What you have to do
Write out the records below once more, exactly as they stand.

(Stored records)
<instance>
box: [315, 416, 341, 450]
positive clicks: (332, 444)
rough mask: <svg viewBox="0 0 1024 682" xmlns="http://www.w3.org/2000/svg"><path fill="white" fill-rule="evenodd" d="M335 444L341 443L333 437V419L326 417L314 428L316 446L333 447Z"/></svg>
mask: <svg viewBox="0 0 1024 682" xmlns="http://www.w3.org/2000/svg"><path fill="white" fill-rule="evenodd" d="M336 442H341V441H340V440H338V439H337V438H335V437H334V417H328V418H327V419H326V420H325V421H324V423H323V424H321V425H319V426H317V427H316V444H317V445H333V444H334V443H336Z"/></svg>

Exercise output
<instance>
box: [315, 416, 341, 450]
positive clicks: (332, 444)
rough mask: <svg viewBox="0 0 1024 682" xmlns="http://www.w3.org/2000/svg"><path fill="white" fill-rule="evenodd" d="M335 444L341 443L333 437V419L326 417L314 428L316 446L333 447Z"/></svg>
mask: <svg viewBox="0 0 1024 682" xmlns="http://www.w3.org/2000/svg"><path fill="white" fill-rule="evenodd" d="M336 442H341V441H340V440H338V439H337V438H335V437H334V417H328V418H327V419H326V420H325V421H324V423H323V424H321V425H319V426H317V427H316V444H317V445H333V444H334V443H336Z"/></svg>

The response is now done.